Records from a data collection:
========

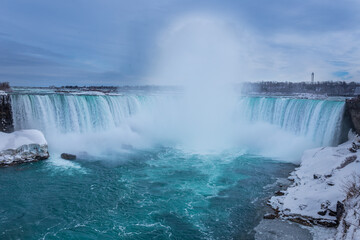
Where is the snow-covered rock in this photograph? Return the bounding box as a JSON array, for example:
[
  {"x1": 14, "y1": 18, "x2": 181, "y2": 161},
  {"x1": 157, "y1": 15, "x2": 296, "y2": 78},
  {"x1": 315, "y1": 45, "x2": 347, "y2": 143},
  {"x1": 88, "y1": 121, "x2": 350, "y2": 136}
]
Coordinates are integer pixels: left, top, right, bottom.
[
  {"x1": 269, "y1": 134, "x2": 360, "y2": 228},
  {"x1": 0, "y1": 129, "x2": 49, "y2": 166},
  {"x1": 335, "y1": 177, "x2": 360, "y2": 240}
]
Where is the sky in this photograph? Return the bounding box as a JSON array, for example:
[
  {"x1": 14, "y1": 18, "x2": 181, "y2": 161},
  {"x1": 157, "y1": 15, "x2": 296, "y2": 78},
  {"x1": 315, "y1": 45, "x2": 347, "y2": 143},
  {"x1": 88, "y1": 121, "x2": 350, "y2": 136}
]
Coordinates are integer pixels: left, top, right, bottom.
[{"x1": 0, "y1": 0, "x2": 359, "y2": 86}]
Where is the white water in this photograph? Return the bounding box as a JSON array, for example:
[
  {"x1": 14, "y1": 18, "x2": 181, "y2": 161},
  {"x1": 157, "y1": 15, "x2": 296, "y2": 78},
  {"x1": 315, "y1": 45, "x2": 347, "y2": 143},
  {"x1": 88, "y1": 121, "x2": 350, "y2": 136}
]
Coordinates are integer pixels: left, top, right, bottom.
[{"x1": 10, "y1": 93, "x2": 345, "y2": 163}]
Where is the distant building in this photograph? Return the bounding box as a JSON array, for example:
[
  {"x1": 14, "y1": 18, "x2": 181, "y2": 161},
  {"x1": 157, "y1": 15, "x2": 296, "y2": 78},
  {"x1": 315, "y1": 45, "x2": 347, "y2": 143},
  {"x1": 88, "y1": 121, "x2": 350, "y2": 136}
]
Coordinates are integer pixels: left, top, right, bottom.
[{"x1": 311, "y1": 72, "x2": 314, "y2": 83}]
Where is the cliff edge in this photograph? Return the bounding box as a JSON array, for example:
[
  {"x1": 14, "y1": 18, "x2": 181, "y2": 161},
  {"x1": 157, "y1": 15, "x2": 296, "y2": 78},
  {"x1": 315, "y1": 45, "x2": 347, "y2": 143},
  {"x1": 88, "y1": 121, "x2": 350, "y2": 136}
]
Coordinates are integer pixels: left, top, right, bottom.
[
  {"x1": 346, "y1": 96, "x2": 360, "y2": 135},
  {"x1": 0, "y1": 91, "x2": 14, "y2": 133}
]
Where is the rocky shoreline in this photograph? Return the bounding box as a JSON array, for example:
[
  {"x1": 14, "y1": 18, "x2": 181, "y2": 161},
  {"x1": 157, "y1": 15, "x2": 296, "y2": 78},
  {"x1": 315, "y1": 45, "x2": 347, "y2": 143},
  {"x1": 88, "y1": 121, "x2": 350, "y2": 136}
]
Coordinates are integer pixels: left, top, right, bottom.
[{"x1": 266, "y1": 133, "x2": 360, "y2": 239}]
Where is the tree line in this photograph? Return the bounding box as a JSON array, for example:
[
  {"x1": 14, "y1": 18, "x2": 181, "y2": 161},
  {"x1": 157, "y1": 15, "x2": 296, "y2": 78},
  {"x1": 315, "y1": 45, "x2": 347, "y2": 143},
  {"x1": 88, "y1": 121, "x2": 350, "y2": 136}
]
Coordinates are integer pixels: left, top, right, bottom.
[{"x1": 240, "y1": 81, "x2": 360, "y2": 96}]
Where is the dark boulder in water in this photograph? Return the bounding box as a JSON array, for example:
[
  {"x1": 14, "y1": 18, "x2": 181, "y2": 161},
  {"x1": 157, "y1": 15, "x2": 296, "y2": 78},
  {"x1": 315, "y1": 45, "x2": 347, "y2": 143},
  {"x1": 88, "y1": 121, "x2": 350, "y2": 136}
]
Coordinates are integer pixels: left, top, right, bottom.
[{"x1": 61, "y1": 153, "x2": 76, "y2": 160}]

========

Activity: The records above are to be restated exactly, with all pictures omitted.

Result for this exercise:
Where is the snow-covered rock in this photograph? Return the bounding box as a JSON array, for example:
[
  {"x1": 14, "y1": 18, "x2": 181, "y2": 161},
  {"x1": 157, "y1": 15, "x2": 296, "y2": 78},
  {"x1": 315, "y1": 45, "x2": 347, "y2": 143},
  {"x1": 88, "y1": 121, "x2": 350, "y2": 136}
]
Coordinates are integer pixels: left, top, right, bottom.
[
  {"x1": 269, "y1": 134, "x2": 360, "y2": 228},
  {"x1": 0, "y1": 129, "x2": 49, "y2": 166},
  {"x1": 335, "y1": 177, "x2": 360, "y2": 240}
]
Where is the sky in this photograph? Return the bounding box as a JSON array, for example:
[
  {"x1": 14, "y1": 18, "x2": 181, "y2": 161},
  {"x1": 157, "y1": 15, "x2": 296, "y2": 78},
  {"x1": 315, "y1": 45, "x2": 347, "y2": 143},
  {"x1": 88, "y1": 121, "x2": 350, "y2": 136}
]
Coordinates are integer pixels: left, top, right, bottom.
[{"x1": 0, "y1": 0, "x2": 359, "y2": 86}]
Where is the white water in this photograph? Return the bounding box as a JSON array, for example:
[
  {"x1": 14, "y1": 18, "x2": 181, "y2": 161},
  {"x1": 157, "y1": 15, "x2": 296, "y2": 78},
  {"x1": 315, "y1": 45, "x2": 347, "y2": 143},
  {"x1": 88, "y1": 121, "x2": 350, "y2": 136}
]
Coordinates are integer pixels: left, top, right, bottom.
[{"x1": 10, "y1": 93, "x2": 345, "y2": 163}]
Where is the distant building in this photograph? Return the bounding box as a JSON array, for example:
[
  {"x1": 14, "y1": 18, "x2": 181, "y2": 161},
  {"x1": 157, "y1": 15, "x2": 296, "y2": 78},
  {"x1": 315, "y1": 45, "x2": 347, "y2": 143},
  {"x1": 88, "y1": 121, "x2": 350, "y2": 136}
]
Coordinates are integer pixels: left, top, right, bottom.
[{"x1": 311, "y1": 72, "x2": 314, "y2": 83}]
Where is the cliff edge in this photograph? Return the bounding box as a JSON array, for example:
[
  {"x1": 14, "y1": 18, "x2": 181, "y2": 161},
  {"x1": 157, "y1": 15, "x2": 296, "y2": 78},
  {"x1": 315, "y1": 45, "x2": 347, "y2": 143},
  {"x1": 88, "y1": 121, "x2": 350, "y2": 136}
]
Coordinates are integer pixels: left, top, right, bottom.
[
  {"x1": 346, "y1": 96, "x2": 360, "y2": 135},
  {"x1": 0, "y1": 91, "x2": 14, "y2": 133}
]
Where is the rocky shoreline in this photograph? Return the bounding box as a JSON array, for example:
[
  {"x1": 14, "y1": 18, "x2": 181, "y2": 161},
  {"x1": 157, "y1": 15, "x2": 296, "y2": 78},
  {"x1": 315, "y1": 45, "x2": 347, "y2": 143},
  {"x1": 88, "y1": 121, "x2": 350, "y2": 136}
]
Coordinates are integer pixels: left, top, right, bottom.
[{"x1": 266, "y1": 133, "x2": 360, "y2": 239}]
Where is the tree line in this photograph? Return the bounding box as a JSON array, for example:
[
  {"x1": 14, "y1": 18, "x2": 181, "y2": 161},
  {"x1": 157, "y1": 15, "x2": 296, "y2": 78},
  {"x1": 315, "y1": 45, "x2": 347, "y2": 143},
  {"x1": 88, "y1": 121, "x2": 350, "y2": 136}
]
Coordinates are integer pixels: left, top, right, bottom.
[{"x1": 240, "y1": 81, "x2": 360, "y2": 96}]
Where is the dark boulder in water in this photograph? Return the bounding box as a JSON array, for example:
[
  {"x1": 14, "y1": 18, "x2": 181, "y2": 161},
  {"x1": 157, "y1": 15, "x2": 296, "y2": 78},
  {"x1": 315, "y1": 45, "x2": 347, "y2": 143},
  {"x1": 88, "y1": 121, "x2": 350, "y2": 136}
]
Coordinates are integer pixels: left, top, right, bottom.
[{"x1": 61, "y1": 153, "x2": 76, "y2": 160}]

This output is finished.